_INFORMATION SUPPLIED_:
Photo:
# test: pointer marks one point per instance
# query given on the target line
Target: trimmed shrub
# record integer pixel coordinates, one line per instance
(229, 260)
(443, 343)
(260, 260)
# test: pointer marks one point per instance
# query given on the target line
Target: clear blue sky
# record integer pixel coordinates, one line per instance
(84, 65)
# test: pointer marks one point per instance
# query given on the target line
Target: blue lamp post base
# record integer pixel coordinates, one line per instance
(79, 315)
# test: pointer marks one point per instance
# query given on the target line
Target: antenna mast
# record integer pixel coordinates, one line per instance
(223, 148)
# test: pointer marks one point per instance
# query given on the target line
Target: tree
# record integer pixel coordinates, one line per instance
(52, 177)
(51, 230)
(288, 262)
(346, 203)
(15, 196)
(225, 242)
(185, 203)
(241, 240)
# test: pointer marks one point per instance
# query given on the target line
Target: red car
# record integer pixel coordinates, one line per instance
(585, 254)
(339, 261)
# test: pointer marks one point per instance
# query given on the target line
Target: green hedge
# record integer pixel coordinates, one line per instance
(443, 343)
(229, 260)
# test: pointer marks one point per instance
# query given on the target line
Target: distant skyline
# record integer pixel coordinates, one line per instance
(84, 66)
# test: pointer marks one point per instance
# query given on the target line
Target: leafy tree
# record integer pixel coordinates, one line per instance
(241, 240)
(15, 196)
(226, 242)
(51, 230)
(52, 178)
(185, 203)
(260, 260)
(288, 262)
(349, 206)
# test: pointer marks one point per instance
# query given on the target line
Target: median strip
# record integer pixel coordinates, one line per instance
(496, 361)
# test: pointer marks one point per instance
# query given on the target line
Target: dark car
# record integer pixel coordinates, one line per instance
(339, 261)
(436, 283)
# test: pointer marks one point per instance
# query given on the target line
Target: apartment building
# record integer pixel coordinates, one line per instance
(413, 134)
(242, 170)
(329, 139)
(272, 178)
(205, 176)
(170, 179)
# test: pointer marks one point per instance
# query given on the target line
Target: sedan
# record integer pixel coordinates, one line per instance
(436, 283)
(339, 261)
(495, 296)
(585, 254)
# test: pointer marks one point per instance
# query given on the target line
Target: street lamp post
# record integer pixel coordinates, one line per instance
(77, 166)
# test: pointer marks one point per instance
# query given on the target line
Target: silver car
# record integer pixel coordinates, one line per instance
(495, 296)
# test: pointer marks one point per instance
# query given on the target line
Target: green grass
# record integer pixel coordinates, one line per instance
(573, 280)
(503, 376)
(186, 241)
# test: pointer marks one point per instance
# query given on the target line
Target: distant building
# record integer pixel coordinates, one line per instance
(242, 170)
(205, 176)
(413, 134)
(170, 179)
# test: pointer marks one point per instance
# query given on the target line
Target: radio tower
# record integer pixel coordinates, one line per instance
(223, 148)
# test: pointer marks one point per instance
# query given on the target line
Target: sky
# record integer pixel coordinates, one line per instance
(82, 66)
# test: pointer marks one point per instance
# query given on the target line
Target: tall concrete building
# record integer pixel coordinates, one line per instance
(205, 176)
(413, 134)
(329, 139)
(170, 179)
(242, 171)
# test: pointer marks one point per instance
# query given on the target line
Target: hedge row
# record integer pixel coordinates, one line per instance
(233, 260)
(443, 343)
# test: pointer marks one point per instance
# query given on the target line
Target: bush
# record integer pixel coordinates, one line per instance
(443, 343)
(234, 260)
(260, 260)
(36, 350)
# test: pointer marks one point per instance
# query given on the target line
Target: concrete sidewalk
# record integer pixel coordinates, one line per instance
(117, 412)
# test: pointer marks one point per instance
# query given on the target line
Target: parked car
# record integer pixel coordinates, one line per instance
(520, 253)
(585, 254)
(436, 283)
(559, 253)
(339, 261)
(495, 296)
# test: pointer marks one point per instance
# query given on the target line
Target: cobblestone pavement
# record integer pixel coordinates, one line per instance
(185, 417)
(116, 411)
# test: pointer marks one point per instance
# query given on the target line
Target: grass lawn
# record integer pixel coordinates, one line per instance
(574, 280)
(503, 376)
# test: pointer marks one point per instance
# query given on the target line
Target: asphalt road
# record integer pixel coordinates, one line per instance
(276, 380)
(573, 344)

_YOUR INSTRUCTIONS_: Produce an exact copy of the whole listing.

_EXERCISE SOLUTION_:
Photo:
# test: pointer marks one point per instance
# query given on the target line
Target: trimmed shrub
# record integer pixel coordinates, one line per instance
(229, 260)
(443, 343)
(260, 260)
# test: pointer marks one point per instance
# query given on the target line
Target: clear blue sky
# record integer pixel coordinates, one line per instance
(84, 65)
# test: pointer marks one point per instance
# query given on the target line
Target: blue lamp post base
# record integer pixel coordinates, one line per instance
(79, 315)
# test: pointer marks one point per instance
# query given on the target line
Target: antenna mast
# record integer pixel coordinates, one line per instance
(223, 148)
# test: pointer marks one point per instance
# query given on the target line
Target: tree
# record integer pixel coordinates, one line per instance
(52, 177)
(51, 230)
(288, 262)
(346, 203)
(15, 196)
(225, 242)
(185, 203)
(241, 240)
# test: pointer marks one point per instance
# query given on the target line
Target: red car
# record integer pixel coordinates, one line per instance
(585, 254)
(339, 261)
# test: pointer marks one point per instance
# query given on the target line
Target: green hedge
# record integer pixel coordinates, one line per instance
(443, 343)
(229, 260)
# test: pointer marks one point per instance
# query given on the target line
Target: distant skyline
# record integer pixel coordinates, one line per instance
(84, 66)
# test: pointer marks one point per instance
# query given on the target line
Target: leafy tree
# record integer pixel coordinates, one line per instance
(241, 240)
(15, 196)
(226, 242)
(51, 230)
(52, 178)
(185, 203)
(260, 260)
(288, 262)
(349, 206)
# test: pointer marks one point per instance
# query given on the target line
Target: median strip
# record integer pixel coordinates, one line per instance
(496, 361)
# test: pointer marks one point per instance
# query given on the target line
Target: dark car
# record integer pixel coordinates, one line per instance
(339, 261)
(436, 283)
# test: pointer marks one point per instance
# query given on the target line
Target: apartment building
# record integer pixel coordinates, one line per instance
(413, 134)
(242, 170)
(329, 139)
(272, 178)
(205, 176)
(170, 179)
# test: pointer marks one point per instance
# query given on the target line
Target: sedan
# record integer pixel coordinates, one line per instance
(436, 283)
(339, 261)
(495, 296)
(585, 254)
# test: pointer marks one point per instance
# query given on the target line
Target: street lamp post
# record integer pixel coordinates, one line per instance
(77, 166)
# test: pointer marks one point per instance
# query given on the target line
Target: silver car
# record integer pixel coordinates, one line per instance
(495, 296)
# test: pointer marks one point per instance
# query given on the target line
Target: green grass
# record integer pixel coordinates, one line per instance
(573, 280)
(503, 376)
(186, 241)
# test: pointer marks one point per instance
# query given on the target line
Target: distant building
# record integer pixel coordinates, one line per instance
(242, 170)
(205, 176)
(413, 134)
(170, 179)
# test: pointer marks one point per instance
# query given on the target line
Target: radio tower
# record integer pixel coordinates, one line per instance
(223, 148)
# test: pointer marks one point per instance
# query given on the target line
Target: sky
# record integer pixel coordinates, one line per instance
(82, 66)
# test: pointer marks one point per instance
# query given on the target line
Target: tall concrete building
# record integer pixel coordinates, one line per instance
(205, 176)
(413, 134)
(329, 139)
(170, 179)
(242, 171)
# test: pointer marks one point per instance
# query given on the target line
Target: hedge row
# record integer pixel coordinates, one line per instance
(233, 260)
(443, 343)
# test: pointer marks one point per instance
# query given on the target line
Target: bush
# record integer pixel coordinates, one line per instance
(443, 343)
(234, 260)
(260, 260)
(36, 350)
# test: pointer marks one point per instance
# query given on the target line
Target: concrete sidewalk
# record integer pixel coordinates, one line per instance
(117, 412)
# test: pointer marks one point per instance
# query given on the target line
Target: parked car
# record integer pixel coordinates, one line per instance
(520, 253)
(585, 254)
(436, 283)
(559, 253)
(339, 261)
(495, 296)
# test: pointer marks one point per instance
# query given on the target line
Target: cobblestone pavement
# record integer pixel coordinates, one line per instance
(185, 417)
(116, 411)
# test: pointer marks one point per instance
# query given on the target line
Target: grass lawn
# record integer pixel coordinates, one line per instance
(574, 280)
(503, 376)
# test: pointer marks one point per instance
# query given on the target line
Target: asphalt road
# record integer pixel coordinates, one line per instance
(276, 380)
(573, 344)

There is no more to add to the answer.